◆ DATA
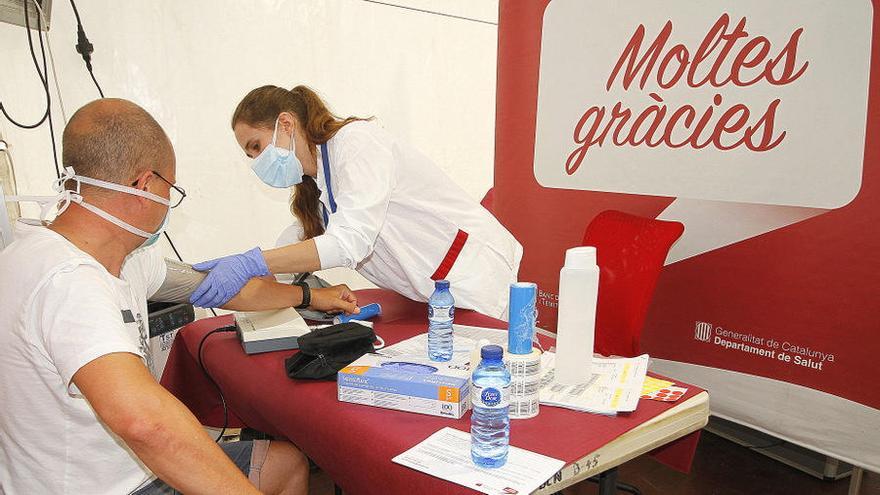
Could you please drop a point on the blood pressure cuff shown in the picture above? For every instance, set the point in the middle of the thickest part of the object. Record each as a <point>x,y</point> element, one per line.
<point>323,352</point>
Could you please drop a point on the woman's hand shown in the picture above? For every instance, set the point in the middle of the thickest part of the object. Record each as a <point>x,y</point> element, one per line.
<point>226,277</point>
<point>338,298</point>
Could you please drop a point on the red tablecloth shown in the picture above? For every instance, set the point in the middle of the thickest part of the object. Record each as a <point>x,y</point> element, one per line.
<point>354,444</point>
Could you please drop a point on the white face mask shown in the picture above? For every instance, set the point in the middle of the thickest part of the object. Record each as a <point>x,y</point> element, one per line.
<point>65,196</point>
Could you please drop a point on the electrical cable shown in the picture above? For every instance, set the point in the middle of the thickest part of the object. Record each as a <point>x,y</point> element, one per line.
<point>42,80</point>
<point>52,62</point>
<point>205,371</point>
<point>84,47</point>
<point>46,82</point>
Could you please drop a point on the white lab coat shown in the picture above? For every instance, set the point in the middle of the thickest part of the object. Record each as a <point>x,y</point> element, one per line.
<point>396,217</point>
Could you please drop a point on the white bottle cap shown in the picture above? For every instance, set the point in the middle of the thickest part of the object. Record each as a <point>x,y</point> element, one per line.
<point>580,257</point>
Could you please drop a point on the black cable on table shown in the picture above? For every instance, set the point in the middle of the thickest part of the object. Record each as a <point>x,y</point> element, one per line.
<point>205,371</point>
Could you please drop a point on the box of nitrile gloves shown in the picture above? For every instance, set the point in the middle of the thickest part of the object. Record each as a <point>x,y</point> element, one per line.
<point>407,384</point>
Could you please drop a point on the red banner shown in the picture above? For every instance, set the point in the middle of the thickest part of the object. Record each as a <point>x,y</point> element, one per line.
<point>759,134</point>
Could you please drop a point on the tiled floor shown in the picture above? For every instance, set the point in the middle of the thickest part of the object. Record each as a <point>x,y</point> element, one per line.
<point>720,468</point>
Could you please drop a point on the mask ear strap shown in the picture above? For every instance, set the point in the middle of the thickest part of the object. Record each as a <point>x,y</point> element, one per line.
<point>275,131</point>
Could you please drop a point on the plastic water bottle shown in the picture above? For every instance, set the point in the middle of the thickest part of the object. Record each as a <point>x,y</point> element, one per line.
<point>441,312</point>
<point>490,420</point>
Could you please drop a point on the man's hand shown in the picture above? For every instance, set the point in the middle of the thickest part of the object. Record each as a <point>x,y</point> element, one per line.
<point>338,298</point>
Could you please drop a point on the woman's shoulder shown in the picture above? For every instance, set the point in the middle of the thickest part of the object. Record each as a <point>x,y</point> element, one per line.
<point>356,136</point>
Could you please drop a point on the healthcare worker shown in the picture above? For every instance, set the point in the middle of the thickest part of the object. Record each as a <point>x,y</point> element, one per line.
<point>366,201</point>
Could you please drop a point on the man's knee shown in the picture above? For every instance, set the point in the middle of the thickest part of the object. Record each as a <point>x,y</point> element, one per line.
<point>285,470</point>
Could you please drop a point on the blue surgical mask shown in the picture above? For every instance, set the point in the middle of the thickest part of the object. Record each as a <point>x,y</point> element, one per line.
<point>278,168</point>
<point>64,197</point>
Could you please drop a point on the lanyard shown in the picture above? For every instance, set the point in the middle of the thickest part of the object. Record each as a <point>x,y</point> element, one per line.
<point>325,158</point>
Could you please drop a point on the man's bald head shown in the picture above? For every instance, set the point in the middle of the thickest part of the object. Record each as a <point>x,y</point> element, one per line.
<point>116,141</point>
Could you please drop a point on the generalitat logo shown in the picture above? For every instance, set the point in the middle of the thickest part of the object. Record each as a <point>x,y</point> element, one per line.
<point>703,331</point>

◆ WHAT YOU SHOULD DO
The listing above, line by line: print it exactly, but not its pictures.

◆ SOLUTION FOR THIS EXERCISE
Could you please drop a point on the blood pressure cuff shown in the picture above? For every instance, set the point in the middle of the thickest part of the object. Record each as a <point>x,y</point> element, one per line.
<point>323,352</point>
Could you please drop a point on the woman's hand shown in the picture above? For every instance, set the point in the middle of the thickest part of the object. Record each as a <point>x,y</point> element, one per line.
<point>226,277</point>
<point>338,298</point>
Could you please drop a point on the red tablecloth shown in the picture above? For every instance, set the point in the middle of the thickest part of the object. Record each as a <point>x,y</point> element, one per line.
<point>354,444</point>
Could you please drop a point on the white face mask shown in the picture above? For every instance, set the point in the middle of the thickest part of the object. Record each as a <point>x,y</point> element, one per line.
<point>65,196</point>
Could you please drop a point on the electrical cable shown in the picture above? For every instance, set the point in the middle of the thickest part of the object. Record each as a <point>x,y</point> element, one per line.
<point>42,80</point>
<point>52,62</point>
<point>205,371</point>
<point>84,47</point>
<point>46,82</point>
Could you please drop a point on the white lab coat shown in the picture above? For every instance, set the point in the middle of the thickest part of the object. Record each as a <point>x,y</point> element, one per line.
<point>396,217</point>
Could you please drop a point on the white bottle cap shown in the picture above? For every instance, set the point in the middle of the thickest part of the object. Record each as a <point>x,y</point> element, one per line.
<point>580,257</point>
Could you please drop a point on the black cable on table shown in the picture above? For every instance, set the point in the middle of the thickest part of the object. Record each as a <point>x,y</point> element, one per line.
<point>205,371</point>
Could you please drop a point on the box of nitrile gloves shown in the picture above? For every instance, set the point in the middle of the thickest part of the object. Record each as a <point>x,y</point> element, one per line.
<point>407,384</point>
Could you please drop a point on the red banner shown in the picture above? For every instance, set the point in the middle of the thickest part of the object. Record each as a <point>x,y</point> element, one per line.
<point>759,134</point>
Could you please drop a point on the tiled floor shown in the picture above? For every instance, set the point in the middle of the thickest part of the object. Record each as a <point>x,y</point> element, one per line.
<point>720,468</point>
Could you please drop a point on the mask ear strap shown in the picture above? For every instance, set the point in the middle of the thickest part of the object. Record each as a <point>x,y</point> element, one per line.
<point>275,131</point>
Could you please drop a point on the plastic water bottle shown in the picture above? For every instance, set the point in the middle of the thickest part of the object. Record each as a <point>x,y</point> element, one per line.
<point>441,312</point>
<point>490,420</point>
Could you please drop a point on the man's hand shown in the picture above? For every instance, set the point in the middle of the thickest part of the object. Record each as a <point>x,y</point> element, one per line.
<point>338,298</point>
Could you please drop a point on the woman's shoulder shown in the picture above? For every instance, set the point in the middle of the thickest part of the object. Record each as a <point>x,y</point> element, one per line.
<point>356,136</point>
Could you please drop a point on the healthcare worker shown in the picture above? For every instance, set the point in the middle of the thickest part of the object. Record each as a <point>x,y</point> element, one per line.
<point>366,201</point>
Could you please drop a point on the man's knee shown in the picture above? For every instance, set the point in the middle of the thickest part of the object. Record each as a <point>x,y</point> element, one per line.
<point>285,470</point>
Could you please drop a point on the blue surgical mask shown in the picture above? For every instance, set the point in the middle of the thickest part of the object. Record each as a <point>x,y</point> element, one per line.
<point>278,168</point>
<point>64,197</point>
Could you please drop a point on the lanyard shown in the picture above? For every instance, set the point in the middle of the thickest part of the object. Record each as a <point>x,y</point> element, one per line.
<point>325,158</point>
Could you please drop a point on the man's bald head shown in the picture above? For every instance, set the point in the middle of the thickest part of the object. Record each as a <point>x,y</point> element, one per line.
<point>116,141</point>
Could you please drop a point on the generalitat logo shown in the picture above? For every instance, set the point in the middle of the thickest part of the object. Record each as a <point>x,y</point> element, one per line.
<point>703,331</point>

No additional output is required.